* [Opdracht A]
Waarom vond de kantonrechter het verweer van de journalist ongeloofwaardig? Baseer je op het tekstfragment over het ontslag van de journalist en antwoord in één tot drie zinnen.
* [Opdracht B]
Beantwoord de volgende vragen aan de hand van het tekstfragment over het ontslag van de journalist.
(i) Hoeveel namen werden bij het onderzoek van Trouw onderzocht?
(ii) Op welke datum werd het vonnis gewezen?
(iii) Wie trad op als gemachtigde van de eiser?
* [Opdracht C]
Vul het tekstfragment over het ontslag van de journalist aan met het volgende deel, aansluitend op de laatste regel.

* [Tekstfragment]
Vordering tot wedertewerkstelling van journalist na ontslag op staande voet wegens schending journalistieke integriteit

In deze zaak vorderde een journalist, werkzaam bij Trouw B.V., wedertewerkstelling na ontslag op staande voet. De kantonrechter oordeelde dat het ontslag terecht was, omdat de journalist in verschillende artikelen niet-bestaande bronnen had opgevoerd. Trouw had een onderzoek uitgevoerd naar de door de journalist opgegeven bronnen, waarbij bleek dat van de 56 onderzochte namen er geen enkele traceerbaar was. Tijdens gesprekken met de redactie gaf de journalist toe dat hij soms namen had gefingeerd. De kantonrechter concludeerde dat het onderzoek door Trouw zorgvuldig was uitgevoerd en dat het beginsel van hoor en wederhoor niet was geschonden. De journalist had geen plausibele verklaring kunnen geven voor het ontbreken van de bronnen en zijn eerdere bekentenissen maakten zijn verweer ongeloofwaardig. De vorderingen van de journalist, waaronder loondoorbetaling en toegang tot zijn e-mailbestanden, werden afgewezen. De kantonrechter oordeelde dat Trouw voldoende aannemelijk had gemaakt dat het ontslag op staande voet rechtsgeldig was en dat de journalist in de proceskosten werd veroordeeld.

Uitspraak

RECHTBANK AMSTERDAM

Afdeling privaatrecht – team kanton
zaaknummer: 3634228 KK EXPL 14-1856
vonnis van: 23 december 2014
func.: 364

vonnis van de kantonrechterkort geding

I n z a k e

[naam eiser]

wonende te [woonplaats]
eiser, nader te noemen: [eiser]
gemachtigde: mr. W. de Haan
t e g e n

de besloten vennootschap Trouw B.V.

* [Bronmateriaal]

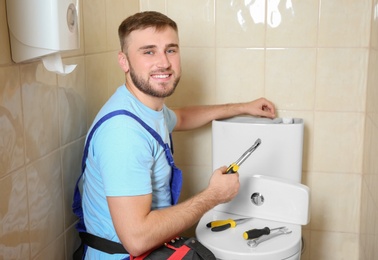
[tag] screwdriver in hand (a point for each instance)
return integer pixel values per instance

* [Antwoordruimte A]
De journalist kon geen plausibele verklaring geven voor het ontbreken van de bronnen. Daarnaast had hij in gesprekken met de redactie toegegeven dat hij soms namen had gefingeerd, en die eerdere bekentenissen maakten zijn verweer ongeloofwaardig.

* [Antwoordruimte B]
(i) Er werden 56 namen onderzocht.
(ii) Het vonnis werd gewezen op 23 december 2014.
(iii) De gemachtigde van de eiser was mr. W. de Haan.

* [Antwoordruimte C]
gevestigd te Amsterdam
gedaagde, nader te noemen: Trouw
gemachtigde: mr. J. Schulp.

HET VERLOOP VAN DE PROCEDURE

Bij dagvaarding van 3 december 2014 met producties heeft [eiser] een voorziening gevorderd. Ter terechtzitting van 15 december 2014 is de zaak mondeling behandeld. Voorafgaand aan de zitting hebben [eiser] en Trouw nog stukken ingediend. Trouw heeft eveneens een verzoek tot behandeling met gesloten deuren gedaan. [eiser] heeft hiertegen bezwaar gemaakt. De griffier heeft partijen namens de kantonrechter bericht dat zij hun standpunt ten aanzien van dit verzoek ter zitting (kort) mochten toelichten, waarna daarover een beslissing zou worden genomen.
Ter zitting is [eiser] verschenen, vergezeld door zijn gemachtigde en enkele belangstellenden. Trouw is verschenen bij [naam 1], [naam 2], die werden vergezeld van de gemachtigde en mr. L.H.F. Stuurop. Trouw heeft voorafgaand aan de inhoudelijk behandeling van de zaak het verzoek deze met gesloten deuren te behandelen, ingetrokken. Partijen hebben vervolgens hun standpunten nader toegelicht aan de hand van een pleitnota en vragen van de kantonrechter beantwoord. De griffier heeft aantekeningen gemaakt, welke aan het dossier zijn toegevoegd.
Vervolgens is de zaak kort aangehouden om partijen de gelegenheid te geven een schikking te bereiken. Bij faxbrieven van 16 december 2014 hebben partijen laten weten dat een oplossing niet is bereikt en hebben vonnis gevraagd.
Vonnis is bepaald op heden.

GRONDEN VAN DE BESLISSING

1. Als uitgangspunt in dit geding geldt het navolgende:
1.1.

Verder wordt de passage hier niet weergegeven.